-- Problem set --
a - Answer these questions using the notebook on historical climate data from the Climate Change Knowledge Portal.
(i) Which spreadsheet tab's dataset does the exercise use?
(ii) What value is assigned to ISO_3DIGIT?
(iii) What is the file name joined to the DataHub path when the historical datasets are loaded?
b - Carry the notebook on historical climate data from the Climate Change Knowledge Portal forward from the point where it stops.

-- Excerpt --
========================================================================
# Analyse historical data from the Climate Change Knowledge Portal 

Author: [Giuseppe La Rocca](mailto:giuseppe.larocca@egi.eu)

Creation date: 03-Sept-2019

Last updated: 04-Sept-2019

---

## Description: 

Calculate the historical precipitation data derived from the Climate Research Unit (Mitchell et at, 2003) aggregated to country and basin levels. Data is obtained from the [World Data Catalogue](https://datacatalog.worldbank.org/dataset/climate-change-knowledge-portal-historical-data) and made available in the EGI DataHub with PID http://hdl.handle.net/21.T15999/3Byz9Cw

The "Climate Chnage Knowledge Portal: Historical Data" spreadsheet contains the following tabs:

* <u>Country_temperatureCRU</u>: mean monthly and annual temperatures by country for the period 1961-1999.  Values are in degrees Celsius.
* <u>Country_precipitationCRU</u>: mean monthly and annual precipitation by country for the period 1961-1999.  Values are in millimeters (mm).

For this exercise the dataset in the <u>Country_temperatureCRU</u> tab will be used.


## Import necessary libraries

In [None]:
import pandas as pd
from pandas import DataFrame
import matplotlib.pyplot as plt


# datahub and auxiliary libraries
import os
import requests
from fs.onedatafs import OnedataFS

## Resolve PID to DataHub files

In [None]:
# First get DataHub share from handle
PID = 'http://hdl.handle.net/21.T15999/3Byz9Cw'

r = requests.get(PID, allow_redirects=False)
share = os.path.basename(r.headers['Location'])

# And now get the path of the file in onedata
# From the share info
r = requests.get('https://datahub.egi.eu/api/v3/onezone/shares/%s' % share,
                 headers={'X-auth-token': os.environ['ONECLIENT_ACCESS_TOKEN'],
                          'Accept': 'application/json'})
space_id = r.json()['spaceId']
folder_name = r.json()['name']
# And the space info
r = requests.get('https://%s/api/v3/oneprovider/spaces/%s' % (os.environ['ONEPROVIDER_HOST'], space_id),
                 headers={'X-Auth-Token': os.environ['ONECLIENT_ACCESS_TOKEN']})
space_name = r.json()['name']
datahub_path = os.path.join('/', space_name, folder_name)

print("Data is available at %s" % datahub_path)

### Provide the ISO_3DIGIT of the country you are interested to analyse

In [None]:
ISO_3DIGIT="ITA"

## Load historical datasets from local and create a DataFrame object

In [None]:
file_name = os.path.join(datahub_path, 'cckp_historical_data_0.xls')

# Create connection to Oneprovider
odfs = OnedataFS(os.environ['ONEPROVIDER_HOST'],
                 os.environ['ONECLIENT_ACCESS_TOKEN'],
                 force_direct_io=True)
========================================================================
[Data items]
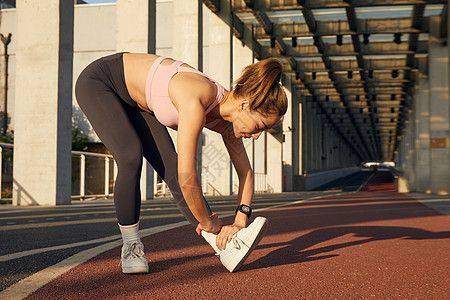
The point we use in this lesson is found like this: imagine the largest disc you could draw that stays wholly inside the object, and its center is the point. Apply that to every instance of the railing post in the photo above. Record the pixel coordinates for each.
(82, 175)
(106, 176)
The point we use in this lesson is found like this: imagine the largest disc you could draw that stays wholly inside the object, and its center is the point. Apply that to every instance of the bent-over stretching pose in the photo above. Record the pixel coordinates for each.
(130, 99)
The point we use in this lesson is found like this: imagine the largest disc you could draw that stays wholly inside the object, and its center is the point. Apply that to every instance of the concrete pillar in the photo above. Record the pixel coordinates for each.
(44, 59)
(422, 129)
(186, 35)
(275, 162)
(439, 111)
(242, 57)
(299, 134)
(216, 161)
(135, 26)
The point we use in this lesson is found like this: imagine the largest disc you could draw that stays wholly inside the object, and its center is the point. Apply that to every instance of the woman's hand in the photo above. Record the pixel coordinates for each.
(226, 233)
(214, 226)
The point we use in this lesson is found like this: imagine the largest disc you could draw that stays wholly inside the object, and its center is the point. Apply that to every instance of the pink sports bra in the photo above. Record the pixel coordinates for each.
(157, 92)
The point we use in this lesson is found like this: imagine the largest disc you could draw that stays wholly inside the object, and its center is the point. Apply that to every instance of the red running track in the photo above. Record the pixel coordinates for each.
(375, 243)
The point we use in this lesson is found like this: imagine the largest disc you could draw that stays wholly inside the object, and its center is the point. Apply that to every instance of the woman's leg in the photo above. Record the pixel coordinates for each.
(160, 153)
(108, 115)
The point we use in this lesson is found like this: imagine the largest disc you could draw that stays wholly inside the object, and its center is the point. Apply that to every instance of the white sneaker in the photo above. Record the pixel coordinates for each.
(242, 244)
(133, 259)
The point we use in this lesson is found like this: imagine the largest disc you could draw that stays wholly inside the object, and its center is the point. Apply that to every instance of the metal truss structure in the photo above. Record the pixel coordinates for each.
(356, 60)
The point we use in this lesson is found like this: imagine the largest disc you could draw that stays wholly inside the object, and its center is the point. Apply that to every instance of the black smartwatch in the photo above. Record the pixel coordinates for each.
(244, 209)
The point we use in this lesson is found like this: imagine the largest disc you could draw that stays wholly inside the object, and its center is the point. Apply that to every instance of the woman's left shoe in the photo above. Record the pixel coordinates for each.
(242, 244)
(133, 259)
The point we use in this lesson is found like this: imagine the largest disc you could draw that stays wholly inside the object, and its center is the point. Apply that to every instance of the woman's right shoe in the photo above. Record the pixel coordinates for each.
(242, 244)
(133, 259)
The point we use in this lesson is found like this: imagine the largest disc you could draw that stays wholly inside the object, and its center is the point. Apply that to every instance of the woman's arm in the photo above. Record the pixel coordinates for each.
(190, 124)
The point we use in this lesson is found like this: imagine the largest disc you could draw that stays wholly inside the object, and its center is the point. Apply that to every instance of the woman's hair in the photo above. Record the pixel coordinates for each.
(260, 82)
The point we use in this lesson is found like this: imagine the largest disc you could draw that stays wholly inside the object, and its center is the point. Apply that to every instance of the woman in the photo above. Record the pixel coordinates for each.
(130, 99)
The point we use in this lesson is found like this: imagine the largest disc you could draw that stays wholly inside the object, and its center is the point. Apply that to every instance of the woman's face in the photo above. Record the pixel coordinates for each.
(250, 124)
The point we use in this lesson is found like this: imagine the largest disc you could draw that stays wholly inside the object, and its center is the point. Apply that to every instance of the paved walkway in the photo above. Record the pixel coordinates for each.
(375, 243)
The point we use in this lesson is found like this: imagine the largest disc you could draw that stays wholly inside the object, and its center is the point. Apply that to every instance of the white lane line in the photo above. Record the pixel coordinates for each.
(30, 284)
(17, 255)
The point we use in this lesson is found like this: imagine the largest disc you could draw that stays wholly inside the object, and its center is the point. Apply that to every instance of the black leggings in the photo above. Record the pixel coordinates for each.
(130, 134)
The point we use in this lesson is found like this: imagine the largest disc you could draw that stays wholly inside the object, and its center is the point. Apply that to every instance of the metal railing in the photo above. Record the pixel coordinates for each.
(3, 145)
(82, 173)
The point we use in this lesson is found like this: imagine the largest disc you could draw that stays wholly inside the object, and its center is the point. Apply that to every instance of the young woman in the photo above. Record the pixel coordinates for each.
(130, 99)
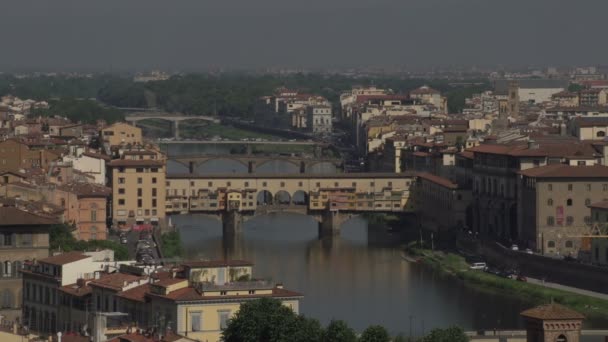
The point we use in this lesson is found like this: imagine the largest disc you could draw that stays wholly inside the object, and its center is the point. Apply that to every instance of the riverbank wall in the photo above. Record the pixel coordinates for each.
(559, 271)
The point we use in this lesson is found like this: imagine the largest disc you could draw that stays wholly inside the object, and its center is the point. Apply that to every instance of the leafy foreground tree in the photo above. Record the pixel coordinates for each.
(338, 331)
(269, 320)
(375, 333)
(451, 334)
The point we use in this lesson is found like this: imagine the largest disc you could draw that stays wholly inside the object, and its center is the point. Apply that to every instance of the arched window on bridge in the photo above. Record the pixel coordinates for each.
(264, 198)
(282, 197)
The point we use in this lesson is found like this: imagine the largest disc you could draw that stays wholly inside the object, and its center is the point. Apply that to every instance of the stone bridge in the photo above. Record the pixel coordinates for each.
(305, 164)
(175, 118)
(331, 199)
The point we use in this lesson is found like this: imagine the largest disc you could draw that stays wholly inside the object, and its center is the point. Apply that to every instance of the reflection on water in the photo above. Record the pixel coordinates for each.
(357, 277)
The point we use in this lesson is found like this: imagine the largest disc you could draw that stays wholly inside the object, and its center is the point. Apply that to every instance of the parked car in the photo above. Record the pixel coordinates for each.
(479, 266)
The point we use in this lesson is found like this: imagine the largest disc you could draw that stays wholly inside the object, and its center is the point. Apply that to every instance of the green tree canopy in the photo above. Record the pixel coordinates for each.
(261, 320)
(62, 239)
(375, 333)
(451, 334)
(338, 331)
(575, 88)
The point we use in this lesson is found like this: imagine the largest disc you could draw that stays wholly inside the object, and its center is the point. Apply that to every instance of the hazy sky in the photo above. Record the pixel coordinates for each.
(198, 34)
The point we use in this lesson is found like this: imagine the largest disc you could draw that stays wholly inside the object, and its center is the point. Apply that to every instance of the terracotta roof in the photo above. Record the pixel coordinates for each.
(12, 216)
(467, 154)
(115, 281)
(599, 205)
(564, 93)
(366, 98)
(552, 312)
(137, 293)
(137, 337)
(139, 153)
(438, 180)
(126, 162)
(97, 155)
(86, 189)
(64, 258)
(191, 294)
(166, 282)
(216, 263)
(544, 148)
(75, 290)
(424, 90)
(567, 171)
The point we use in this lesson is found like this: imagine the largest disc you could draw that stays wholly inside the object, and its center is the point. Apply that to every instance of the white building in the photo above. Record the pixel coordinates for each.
(92, 164)
(319, 119)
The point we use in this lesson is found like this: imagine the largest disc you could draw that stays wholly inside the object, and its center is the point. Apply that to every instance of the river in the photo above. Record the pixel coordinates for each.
(359, 277)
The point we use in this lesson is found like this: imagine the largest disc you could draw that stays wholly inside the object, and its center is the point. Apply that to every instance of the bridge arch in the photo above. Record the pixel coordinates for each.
(282, 197)
(322, 167)
(300, 197)
(264, 197)
(278, 166)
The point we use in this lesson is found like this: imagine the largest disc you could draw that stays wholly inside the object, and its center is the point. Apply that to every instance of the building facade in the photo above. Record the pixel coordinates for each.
(555, 203)
(121, 133)
(319, 119)
(138, 188)
(23, 236)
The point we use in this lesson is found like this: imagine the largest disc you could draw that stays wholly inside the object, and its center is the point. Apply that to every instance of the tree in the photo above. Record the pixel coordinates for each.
(451, 334)
(375, 333)
(575, 88)
(338, 331)
(265, 319)
(62, 239)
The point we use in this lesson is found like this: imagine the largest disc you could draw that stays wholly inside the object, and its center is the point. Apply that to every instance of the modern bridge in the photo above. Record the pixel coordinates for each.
(175, 118)
(330, 199)
(305, 164)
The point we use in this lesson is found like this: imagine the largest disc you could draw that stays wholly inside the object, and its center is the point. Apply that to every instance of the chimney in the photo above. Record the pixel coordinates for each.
(532, 145)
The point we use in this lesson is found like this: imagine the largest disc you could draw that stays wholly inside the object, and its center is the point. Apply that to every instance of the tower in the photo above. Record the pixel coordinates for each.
(513, 99)
(552, 323)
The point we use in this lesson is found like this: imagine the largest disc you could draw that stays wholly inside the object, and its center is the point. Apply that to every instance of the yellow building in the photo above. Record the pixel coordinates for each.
(138, 188)
(121, 133)
(199, 300)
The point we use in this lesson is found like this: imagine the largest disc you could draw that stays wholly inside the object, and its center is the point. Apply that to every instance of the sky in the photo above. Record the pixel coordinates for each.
(202, 34)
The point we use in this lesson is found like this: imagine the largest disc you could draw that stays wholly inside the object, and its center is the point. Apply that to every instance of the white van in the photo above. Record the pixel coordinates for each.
(479, 266)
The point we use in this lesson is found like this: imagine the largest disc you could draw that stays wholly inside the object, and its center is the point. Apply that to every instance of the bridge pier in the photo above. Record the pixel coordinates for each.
(232, 222)
(176, 129)
(330, 222)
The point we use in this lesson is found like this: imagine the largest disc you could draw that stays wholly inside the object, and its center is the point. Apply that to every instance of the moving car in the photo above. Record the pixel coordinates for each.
(478, 266)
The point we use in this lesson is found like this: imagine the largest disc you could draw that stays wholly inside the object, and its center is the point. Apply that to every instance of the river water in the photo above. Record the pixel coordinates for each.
(358, 276)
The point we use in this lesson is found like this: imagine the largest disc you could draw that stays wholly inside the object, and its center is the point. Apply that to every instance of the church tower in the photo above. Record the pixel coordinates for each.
(513, 99)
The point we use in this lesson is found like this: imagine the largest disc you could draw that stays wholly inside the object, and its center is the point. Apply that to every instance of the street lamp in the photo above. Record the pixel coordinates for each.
(411, 318)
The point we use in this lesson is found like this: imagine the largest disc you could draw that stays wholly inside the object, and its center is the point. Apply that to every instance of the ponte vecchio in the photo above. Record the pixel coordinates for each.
(329, 198)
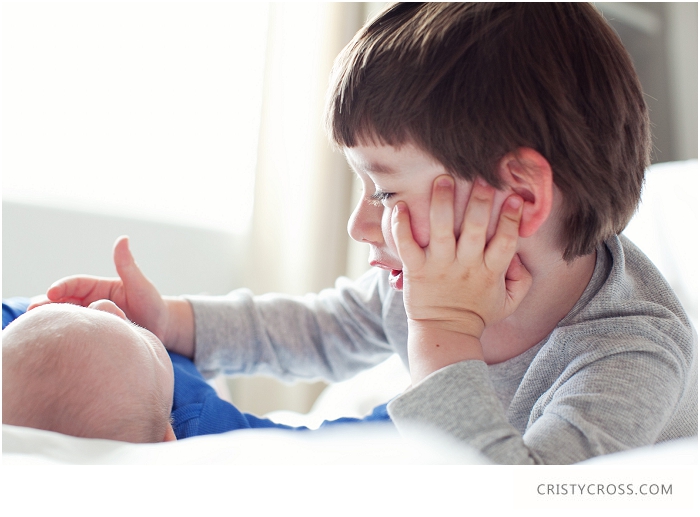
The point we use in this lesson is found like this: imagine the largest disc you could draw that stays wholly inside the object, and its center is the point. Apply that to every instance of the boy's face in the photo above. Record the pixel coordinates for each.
(390, 174)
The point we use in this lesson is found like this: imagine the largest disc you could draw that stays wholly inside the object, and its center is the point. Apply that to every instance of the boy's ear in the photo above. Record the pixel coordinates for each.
(527, 173)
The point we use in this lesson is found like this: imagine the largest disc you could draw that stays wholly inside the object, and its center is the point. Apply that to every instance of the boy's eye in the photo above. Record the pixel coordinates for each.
(379, 197)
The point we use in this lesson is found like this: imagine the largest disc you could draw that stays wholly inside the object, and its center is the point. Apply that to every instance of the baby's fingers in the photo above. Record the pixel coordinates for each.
(410, 252)
(504, 243)
(81, 289)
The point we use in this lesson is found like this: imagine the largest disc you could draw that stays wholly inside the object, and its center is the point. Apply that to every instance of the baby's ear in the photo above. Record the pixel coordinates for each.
(527, 173)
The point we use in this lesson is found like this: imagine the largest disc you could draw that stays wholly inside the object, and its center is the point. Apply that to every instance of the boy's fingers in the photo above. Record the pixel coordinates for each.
(410, 252)
(504, 243)
(442, 238)
(472, 238)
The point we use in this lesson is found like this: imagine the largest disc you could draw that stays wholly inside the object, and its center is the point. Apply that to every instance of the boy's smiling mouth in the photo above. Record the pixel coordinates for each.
(395, 275)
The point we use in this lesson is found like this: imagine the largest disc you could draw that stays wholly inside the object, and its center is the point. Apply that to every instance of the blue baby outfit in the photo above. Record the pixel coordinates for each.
(198, 410)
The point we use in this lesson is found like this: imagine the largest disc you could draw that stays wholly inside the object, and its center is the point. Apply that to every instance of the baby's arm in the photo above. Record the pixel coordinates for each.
(169, 318)
(453, 288)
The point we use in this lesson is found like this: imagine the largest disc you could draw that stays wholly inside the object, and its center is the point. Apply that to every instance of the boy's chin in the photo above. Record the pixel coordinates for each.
(396, 279)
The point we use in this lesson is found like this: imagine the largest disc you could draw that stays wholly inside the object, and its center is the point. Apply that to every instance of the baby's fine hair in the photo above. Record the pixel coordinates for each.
(53, 379)
(471, 82)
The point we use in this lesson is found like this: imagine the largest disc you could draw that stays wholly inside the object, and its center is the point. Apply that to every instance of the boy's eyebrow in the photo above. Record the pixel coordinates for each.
(377, 168)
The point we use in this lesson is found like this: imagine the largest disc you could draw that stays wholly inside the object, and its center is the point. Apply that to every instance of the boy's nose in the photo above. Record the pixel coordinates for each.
(365, 224)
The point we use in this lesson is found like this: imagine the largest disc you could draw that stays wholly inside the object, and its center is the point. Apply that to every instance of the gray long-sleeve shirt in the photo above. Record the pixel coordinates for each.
(619, 371)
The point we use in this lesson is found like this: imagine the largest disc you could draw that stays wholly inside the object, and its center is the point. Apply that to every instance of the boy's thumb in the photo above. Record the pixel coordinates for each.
(124, 261)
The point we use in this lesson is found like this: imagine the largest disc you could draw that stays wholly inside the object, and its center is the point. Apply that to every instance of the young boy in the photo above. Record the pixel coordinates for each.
(502, 149)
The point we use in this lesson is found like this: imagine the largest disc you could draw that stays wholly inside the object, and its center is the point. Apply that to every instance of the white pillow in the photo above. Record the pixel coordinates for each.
(665, 227)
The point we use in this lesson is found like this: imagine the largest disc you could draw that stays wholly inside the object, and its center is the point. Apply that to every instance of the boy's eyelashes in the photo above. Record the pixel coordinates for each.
(378, 198)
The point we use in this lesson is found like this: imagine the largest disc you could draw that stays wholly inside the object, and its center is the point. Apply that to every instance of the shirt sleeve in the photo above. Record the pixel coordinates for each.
(331, 335)
(596, 406)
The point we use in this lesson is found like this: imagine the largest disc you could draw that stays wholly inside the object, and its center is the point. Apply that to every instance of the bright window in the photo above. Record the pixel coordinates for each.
(149, 110)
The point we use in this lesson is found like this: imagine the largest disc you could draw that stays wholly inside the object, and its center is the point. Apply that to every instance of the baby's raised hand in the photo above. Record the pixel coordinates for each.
(132, 292)
(453, 289)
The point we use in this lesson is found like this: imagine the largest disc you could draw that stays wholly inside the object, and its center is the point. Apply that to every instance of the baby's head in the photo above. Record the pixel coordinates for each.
(470, 83)
(86, 372)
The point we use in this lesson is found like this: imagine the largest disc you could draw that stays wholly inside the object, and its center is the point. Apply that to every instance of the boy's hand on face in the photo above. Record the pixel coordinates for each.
(454, 289)
(133, 293)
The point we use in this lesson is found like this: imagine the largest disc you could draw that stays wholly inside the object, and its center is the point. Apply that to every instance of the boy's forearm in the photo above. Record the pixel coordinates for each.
(431, 348)
(180, 333)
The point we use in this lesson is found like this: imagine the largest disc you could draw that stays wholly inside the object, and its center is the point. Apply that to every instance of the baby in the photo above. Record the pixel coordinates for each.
(86, 372)
(90, 372)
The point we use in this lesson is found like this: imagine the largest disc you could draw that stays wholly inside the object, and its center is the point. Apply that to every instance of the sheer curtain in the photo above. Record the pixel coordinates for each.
(303, 190)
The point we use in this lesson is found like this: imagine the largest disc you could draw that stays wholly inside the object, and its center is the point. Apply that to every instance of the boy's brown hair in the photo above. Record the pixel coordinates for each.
(471, 82)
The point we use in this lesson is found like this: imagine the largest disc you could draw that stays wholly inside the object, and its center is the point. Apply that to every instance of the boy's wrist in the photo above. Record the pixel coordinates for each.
(179, 336)
(431, 348)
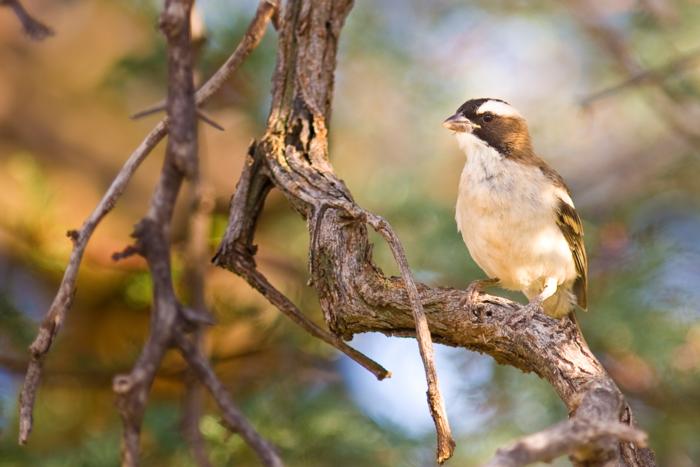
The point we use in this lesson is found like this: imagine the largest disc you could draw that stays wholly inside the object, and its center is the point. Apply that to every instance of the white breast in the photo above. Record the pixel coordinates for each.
(506, 214)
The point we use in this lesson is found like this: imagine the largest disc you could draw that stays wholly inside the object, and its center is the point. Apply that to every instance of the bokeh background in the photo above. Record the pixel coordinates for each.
(631, 157)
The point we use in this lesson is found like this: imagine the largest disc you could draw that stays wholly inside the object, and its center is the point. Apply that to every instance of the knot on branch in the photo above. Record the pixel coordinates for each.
(174, 17)
(122, 384)
(74, 236)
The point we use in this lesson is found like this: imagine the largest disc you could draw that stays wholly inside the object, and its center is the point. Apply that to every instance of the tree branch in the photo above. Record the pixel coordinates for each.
(233, 417)
(652, 75)
(354, 294)
(34, 28)
(63, 300)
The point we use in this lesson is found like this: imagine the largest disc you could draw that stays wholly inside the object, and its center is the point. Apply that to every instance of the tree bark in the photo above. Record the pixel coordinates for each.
(357, 297)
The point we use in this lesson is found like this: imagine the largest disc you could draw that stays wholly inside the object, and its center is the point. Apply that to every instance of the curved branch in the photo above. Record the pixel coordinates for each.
(55, 316)
(357, 297)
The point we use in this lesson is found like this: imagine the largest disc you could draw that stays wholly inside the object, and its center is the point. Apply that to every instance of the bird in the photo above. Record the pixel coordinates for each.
(515, 212)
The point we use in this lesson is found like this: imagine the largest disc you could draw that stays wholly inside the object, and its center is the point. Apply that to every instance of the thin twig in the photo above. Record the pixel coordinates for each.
(445, 442)
(245, 207)
(201, 206)
(260, 283)
(232, 415)
(665, 103)
(152, 233)
(62, 301)
(685, 61)
(159, 107)
(32, 26)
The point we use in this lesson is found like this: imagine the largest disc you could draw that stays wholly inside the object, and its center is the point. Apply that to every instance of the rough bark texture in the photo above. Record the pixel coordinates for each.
(355, 295)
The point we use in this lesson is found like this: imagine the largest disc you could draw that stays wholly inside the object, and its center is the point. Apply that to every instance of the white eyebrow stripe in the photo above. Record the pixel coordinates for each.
(498, 108)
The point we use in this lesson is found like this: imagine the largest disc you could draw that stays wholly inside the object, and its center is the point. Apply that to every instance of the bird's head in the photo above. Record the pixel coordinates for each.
(493, 123)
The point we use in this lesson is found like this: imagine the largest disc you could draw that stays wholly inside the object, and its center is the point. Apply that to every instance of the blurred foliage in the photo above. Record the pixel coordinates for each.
(404, 65)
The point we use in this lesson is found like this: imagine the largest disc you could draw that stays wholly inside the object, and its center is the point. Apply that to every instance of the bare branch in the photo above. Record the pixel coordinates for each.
(685, 123)
(232, 416)
(197, 260)
(152, 233)
(653, 75)
(445, 443)
(32, 26)
(562, 439)
(246, 206)
(55, 316)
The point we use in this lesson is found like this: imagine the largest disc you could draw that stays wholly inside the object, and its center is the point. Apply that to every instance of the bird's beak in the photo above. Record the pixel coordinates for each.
(458, 123)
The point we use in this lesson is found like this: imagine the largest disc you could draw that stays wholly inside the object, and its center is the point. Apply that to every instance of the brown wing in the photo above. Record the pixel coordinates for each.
(570, 225)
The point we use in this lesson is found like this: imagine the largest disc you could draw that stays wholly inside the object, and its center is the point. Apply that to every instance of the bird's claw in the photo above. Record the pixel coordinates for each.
(474, 289)
(527, 313)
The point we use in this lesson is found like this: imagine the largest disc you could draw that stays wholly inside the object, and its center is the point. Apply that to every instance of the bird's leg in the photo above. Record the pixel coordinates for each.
(535, 305)
(476, 287)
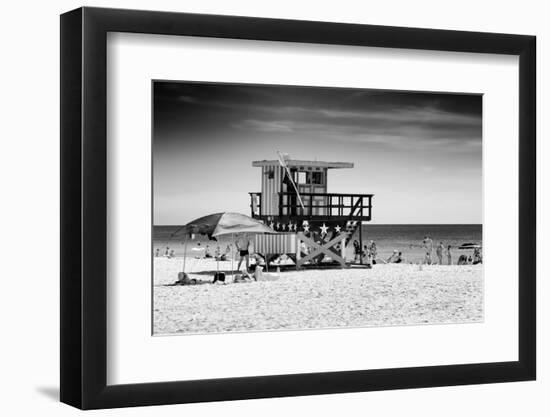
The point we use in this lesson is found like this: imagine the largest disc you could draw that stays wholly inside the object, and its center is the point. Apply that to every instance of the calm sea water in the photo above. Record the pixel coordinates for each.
(406, 238)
========================================================================
-- Answers for the exercise --
a -
(i) Country_temperatureCRU
(ii) ITA
(iii) cckp_historical_data_0.xls

b -
raw_data = pd.read_excel(odfs.open(file_name, 'rb'), sheet_name='Country_temperatureCRU')

### Show keys() and datasets

In [None]:
# Show available keys()
raw_data.keys()

In [None]:
raw_data[:10]

### Group datasets based on the "ISO_3DIGIT" code and check data structure

In [None]:
average_annual_temperature = raw_data.groupby(['ISO_3DIGIT'])
#average_annual_temperature.describe()

In [None]:
# Filter datasets by ISO_3DIGIT
iso_3digit_average_annual_temperature = average_annual_temperature.get_group(ISO_3DIGIT)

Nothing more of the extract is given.